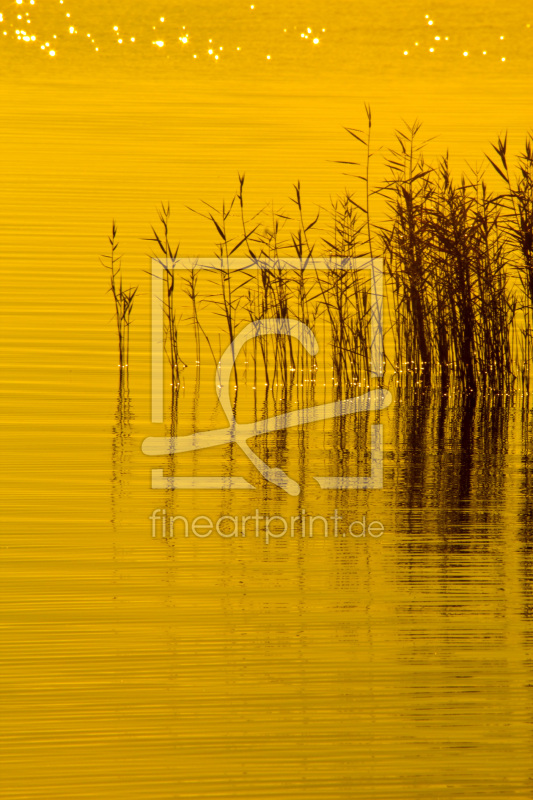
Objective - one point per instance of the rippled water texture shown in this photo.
(150, 667)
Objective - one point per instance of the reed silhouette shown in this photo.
(458, 261)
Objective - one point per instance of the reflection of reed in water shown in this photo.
(121, 445)
(458, 265)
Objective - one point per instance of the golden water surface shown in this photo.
(140, 666)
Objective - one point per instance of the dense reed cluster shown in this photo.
(458, 265)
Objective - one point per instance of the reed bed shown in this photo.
(458, 262)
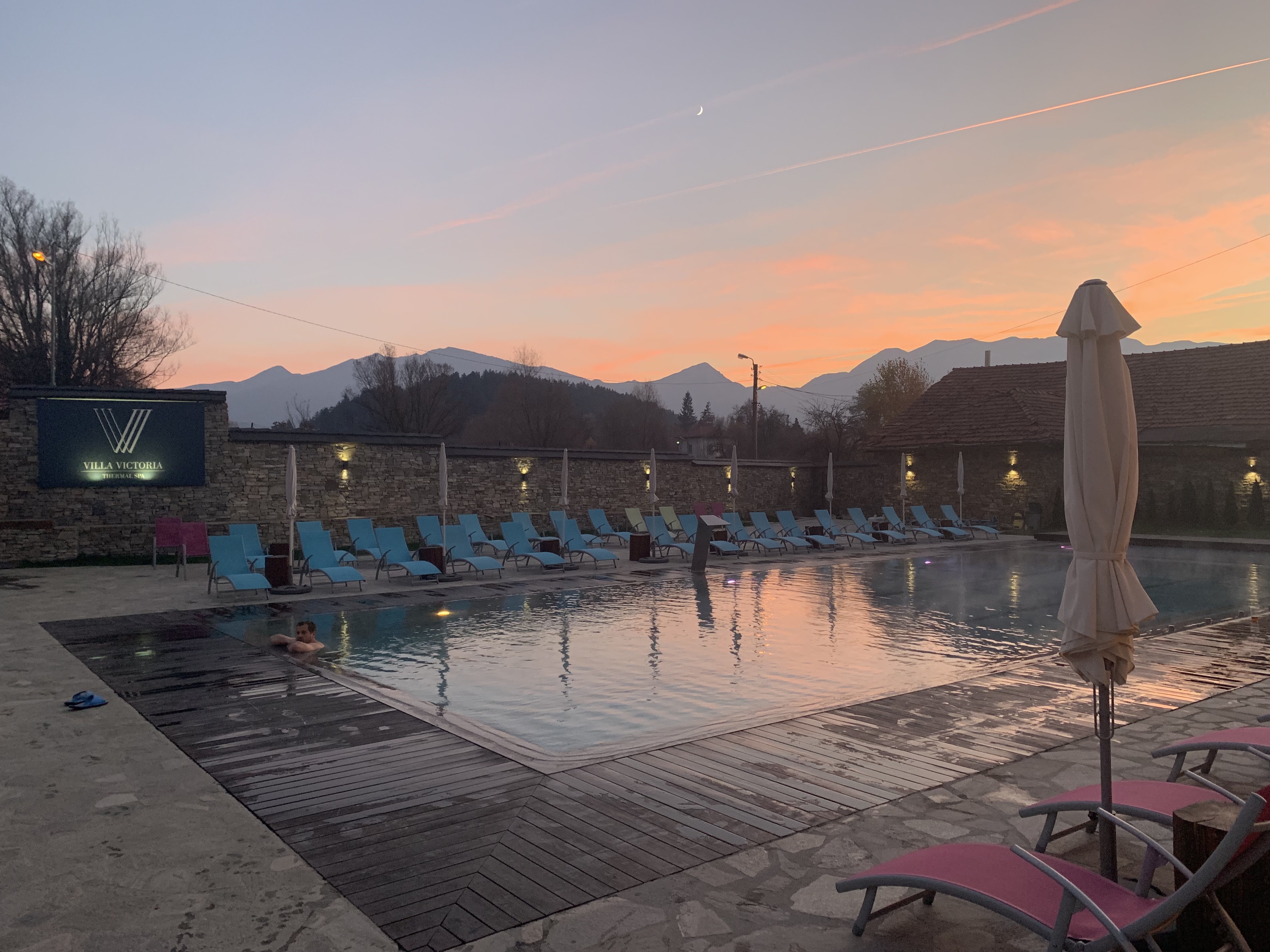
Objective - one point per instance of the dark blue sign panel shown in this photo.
(121, 444)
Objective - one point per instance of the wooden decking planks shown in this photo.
(441, 842)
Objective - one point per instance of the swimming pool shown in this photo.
(632, 666)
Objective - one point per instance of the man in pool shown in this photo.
(306, 639)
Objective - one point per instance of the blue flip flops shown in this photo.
(84, 700)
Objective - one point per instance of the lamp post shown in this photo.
(755, 407)
(41, 261)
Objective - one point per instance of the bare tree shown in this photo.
(86, 308)
(831, 428)
(892, 390)
(409, 395)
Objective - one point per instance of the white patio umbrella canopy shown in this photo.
(564, 480)
(293, 494)
(828, 484)
(444, 498)
(1103, 601)
(652, 480)
(961, 487)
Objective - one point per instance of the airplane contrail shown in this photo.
(930, 135)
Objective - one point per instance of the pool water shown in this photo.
(624, 664)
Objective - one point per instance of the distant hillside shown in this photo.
(262, 400)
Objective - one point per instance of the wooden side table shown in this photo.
(1197, 832)
(641, 546)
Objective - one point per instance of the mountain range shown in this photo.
(263, 399)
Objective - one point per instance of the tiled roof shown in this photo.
(1215, 394)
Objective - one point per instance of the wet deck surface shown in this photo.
(443, 842)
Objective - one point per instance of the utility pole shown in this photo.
(753, 409)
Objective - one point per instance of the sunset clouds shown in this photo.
(459, 181)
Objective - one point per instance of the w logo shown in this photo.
(123, 441)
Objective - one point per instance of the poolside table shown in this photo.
(433, 554)
(641, 546)
(1197, 832)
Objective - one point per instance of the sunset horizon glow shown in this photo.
(441, 178)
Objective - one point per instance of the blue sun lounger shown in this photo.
(898, 525)
(576, 545)
(477, 535)
(742, 537)
(363, 534)
(315, 526)
(662, 540)
(461, 551)
(834, 531)
(858, 517)
(721, 546)
(526, 524)
(322, 558)
(558, 517)
(230, 567)
(252, 547)
(926, 522)
(793, 530)
(521, 550)
(950, 514)
(765, 529)
(600, 524)
(395, 554)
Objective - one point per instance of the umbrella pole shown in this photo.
(1103, 705)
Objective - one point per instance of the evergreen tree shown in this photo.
(1256, 507)
(1231, 511)
(688, 418)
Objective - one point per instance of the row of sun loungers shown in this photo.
(238, 559)
(1070, 905)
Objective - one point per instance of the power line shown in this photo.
(1055, 314)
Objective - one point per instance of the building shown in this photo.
(1203, 426)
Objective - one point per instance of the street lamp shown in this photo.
(755, 407)
(43, 259)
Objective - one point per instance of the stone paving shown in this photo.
(113, 840)
(781, 898)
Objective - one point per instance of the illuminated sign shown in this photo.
(87, 442)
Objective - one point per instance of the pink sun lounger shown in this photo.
(1255, 740)
(1068, 905)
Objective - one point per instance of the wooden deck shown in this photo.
(441, 842)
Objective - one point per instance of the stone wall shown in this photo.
(1001, 483)
(388, 478)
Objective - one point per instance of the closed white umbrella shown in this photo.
(652, 480)
(903, 485)
(736, 479)
(961, 487)
(564, 480)
(828, 483)
(1103, 601)
(293, 494)
(444, 501)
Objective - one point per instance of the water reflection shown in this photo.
(572, 669)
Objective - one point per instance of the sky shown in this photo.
(587, 178)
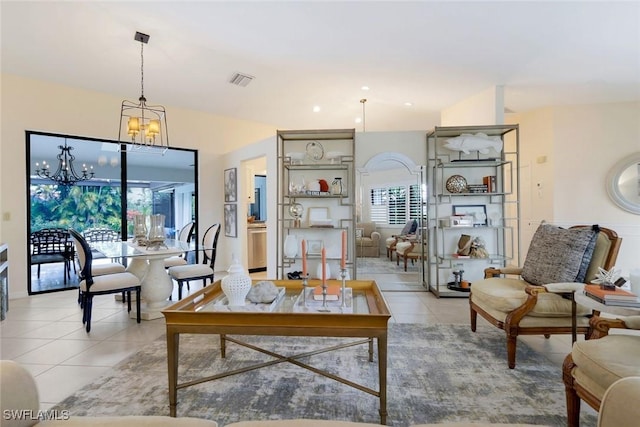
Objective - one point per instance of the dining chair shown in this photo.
(91, 285)
(185, 273)
(52, 245)
(101, 268)
(184, 235)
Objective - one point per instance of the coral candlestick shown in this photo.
(343, 261)
(304, 257)
(323, 259)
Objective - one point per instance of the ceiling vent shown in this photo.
(240, 79)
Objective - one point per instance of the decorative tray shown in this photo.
(222, 304)
(453, 287)
(310, 305)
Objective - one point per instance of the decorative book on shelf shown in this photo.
(609, 297)
(333, 293)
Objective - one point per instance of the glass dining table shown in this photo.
(148, 265)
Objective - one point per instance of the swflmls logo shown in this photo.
(29, 414)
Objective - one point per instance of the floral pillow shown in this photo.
(559, 255)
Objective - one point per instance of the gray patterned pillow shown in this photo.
(559, 255)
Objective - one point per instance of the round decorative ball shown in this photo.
(456, 184)
(295, 210)
(236, 285)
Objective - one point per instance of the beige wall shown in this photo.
(484, 108)
(39, 106)
(566, 154)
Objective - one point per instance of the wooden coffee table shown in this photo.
(205, 312)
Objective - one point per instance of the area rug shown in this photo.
(438, 373)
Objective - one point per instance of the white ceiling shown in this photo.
(432, 54)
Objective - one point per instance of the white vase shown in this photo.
(290, 249)
(236, 285)
(319, 271)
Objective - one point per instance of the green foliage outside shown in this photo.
(82, 207)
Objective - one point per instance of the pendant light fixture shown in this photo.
(65, 173)
(363, 101)
(143, 127)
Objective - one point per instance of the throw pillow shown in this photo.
(407, 228)
(559, 255)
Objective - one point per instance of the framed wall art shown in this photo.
(231, 220)
(478, 212)
(230, 185)
(314, 247)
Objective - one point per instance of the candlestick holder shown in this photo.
(305, 284)
(343, 276)
(324, 293)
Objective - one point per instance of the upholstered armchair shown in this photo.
(368, 242)
(410, 249)
(595, 364)
(390, 242)
(522, 301)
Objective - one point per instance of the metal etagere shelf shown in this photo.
(499, 229)
(305, 158)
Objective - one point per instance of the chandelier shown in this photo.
(65, 174)
(145, 125)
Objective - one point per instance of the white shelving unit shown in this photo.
(305, 157)
(497, 219)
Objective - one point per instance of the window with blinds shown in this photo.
(395, 205)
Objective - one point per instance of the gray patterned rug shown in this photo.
(439, 373)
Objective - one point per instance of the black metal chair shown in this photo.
(185, 273)
(100, 234)
(52, 245)
(91, 285)
(184, 235)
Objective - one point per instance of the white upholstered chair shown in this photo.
(91, 285)
(594, 365)
(185, 273)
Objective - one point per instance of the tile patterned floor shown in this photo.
(44, 332)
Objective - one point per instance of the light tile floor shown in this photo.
(45, 333)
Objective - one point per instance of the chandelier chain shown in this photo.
(141, 70)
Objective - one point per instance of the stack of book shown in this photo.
(477, 188)
(618, 297)
(490, 182)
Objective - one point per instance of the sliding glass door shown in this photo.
(119, 184)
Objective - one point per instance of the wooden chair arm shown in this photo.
(495, 272)
(535, 290)
(600, 326)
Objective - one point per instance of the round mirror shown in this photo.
(623, 183)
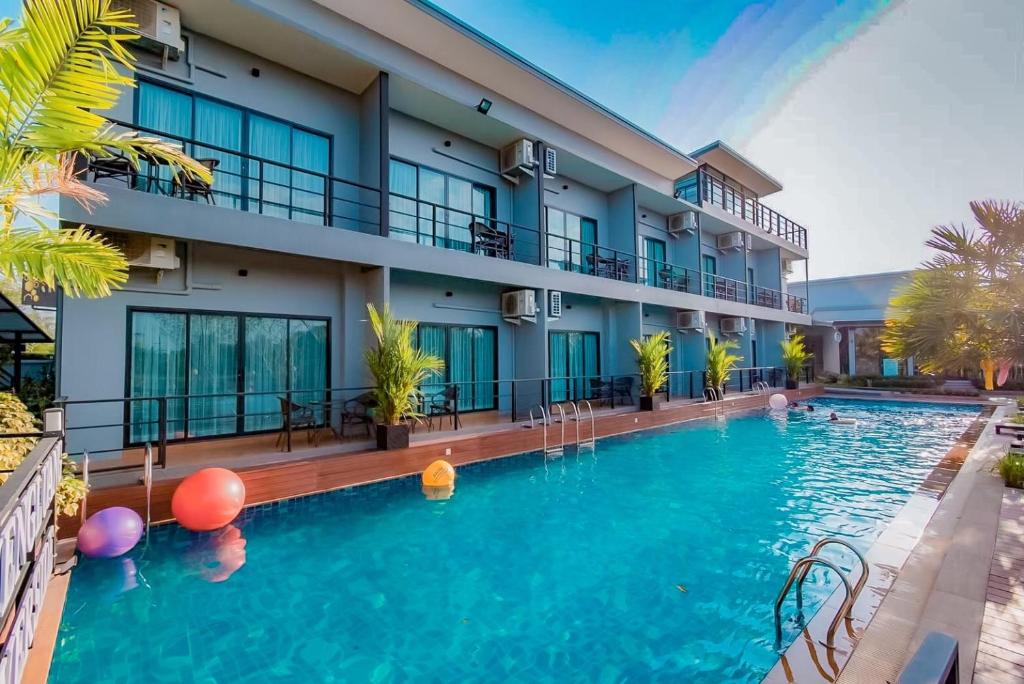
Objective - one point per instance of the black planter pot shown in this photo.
(392, 436)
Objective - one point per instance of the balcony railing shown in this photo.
(428, 223)
(669, 276)
(249, 183)
(734, 201)
(580, 257)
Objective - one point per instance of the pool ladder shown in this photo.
(715, 396)
(761, 388)
(799, 573)
(548, 420)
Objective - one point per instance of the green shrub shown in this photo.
(1011, 468)
(15, 418)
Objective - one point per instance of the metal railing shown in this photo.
(437, 225)
(28, 543)
(720, 194)
(251, 183)
(577, 256)
(669, 276)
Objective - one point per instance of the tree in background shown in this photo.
(58, 70)
(965, 308)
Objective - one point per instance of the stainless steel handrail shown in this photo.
(556, 451)
(861, 581)
(593, 427)
(844, 611)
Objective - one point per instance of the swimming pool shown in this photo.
(657, 557)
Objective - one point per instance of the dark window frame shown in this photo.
(240, 371)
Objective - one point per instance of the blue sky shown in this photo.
(882, 119)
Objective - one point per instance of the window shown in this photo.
(434, 208)
(571, 241)
(652, 252)
(573, 361)
(227, 370)
(470, 362)
(710, 269)
(288, 178)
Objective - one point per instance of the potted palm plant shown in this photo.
(652, 356)
(795, 356)
(398, 369)
(720, 362)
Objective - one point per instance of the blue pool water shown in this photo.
(567, 571)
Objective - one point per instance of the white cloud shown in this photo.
(896, 132)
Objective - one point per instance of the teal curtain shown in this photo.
(271, 141)
(309, 152)
(220, 125)
(484, 350)
(432, 341)
(558, 366)
(307, 346)
(433, 224)
(460, 364)
(213, 369)
(654, 256)
(169, 112)
(460, 214)
(588, 247)
(158, 369)
(265, 371)
(401, 181)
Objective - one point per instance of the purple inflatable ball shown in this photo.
(110, 532)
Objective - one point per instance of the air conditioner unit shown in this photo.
(554, 304)
(731, 241)
(550, 162)
(146, 251)
(689, 319)
(683, 222)
(519, 304)
(159, 26)
(517, 157)
(733, 326)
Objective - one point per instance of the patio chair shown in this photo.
(302, 418)
(356, 412)
(623, 388)
(600, 390)
(444, 403)
(193, 187)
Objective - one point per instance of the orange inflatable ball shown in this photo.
(438, 473)
(208, 499)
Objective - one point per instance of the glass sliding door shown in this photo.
(157, 368)
(265, 372)
(281, 169)
(470, 362)
(573, 361)
(213, 375)
(307, 362)
(212, 358)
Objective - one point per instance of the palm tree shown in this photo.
(965, 308)
(398, 368)
(58, 71)
(720, 362)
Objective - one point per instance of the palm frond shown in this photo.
(81, 261)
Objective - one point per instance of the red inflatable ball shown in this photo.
(208, 500)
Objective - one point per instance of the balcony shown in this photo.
(712, 190)
(248, 183)
(460, 229)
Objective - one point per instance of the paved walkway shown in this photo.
(1000, 650)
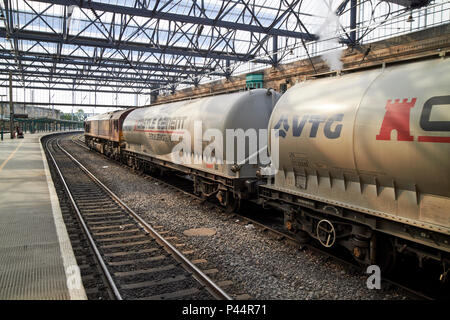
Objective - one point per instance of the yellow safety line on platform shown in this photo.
(10, 156)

━━━━

— Problem details —
Give again everything in the material above from the line containing "Objective - one point per instance of the palm tree" down to the end of the material, renaming "instance" as "occurrence" and leaving all else unchanged. Leave the pictures out of your answer.

— Result of this exercise —
Objective - one point per occurrence of the palm tree shown in this photo.
(965, 308)
(398, 368)
(58, 71)
(720, 362)
Objective - one point per occurrence of the palm frond shown in this photo.
(81, 261)
Objective - one point per occurrence of the red inflatable ball shown in this photo.
(208, 500)
Objective - one point per occurrence of the balcony shown in this photo.
(712, 190)
(248, 183)
(460, 229)
Objective - one point per occurrence of the paved walkway shown in this photo.
(1000, 650)
Objective - one point per occurrence of the yellow safety line on platform shown in this photo.
(10, 156)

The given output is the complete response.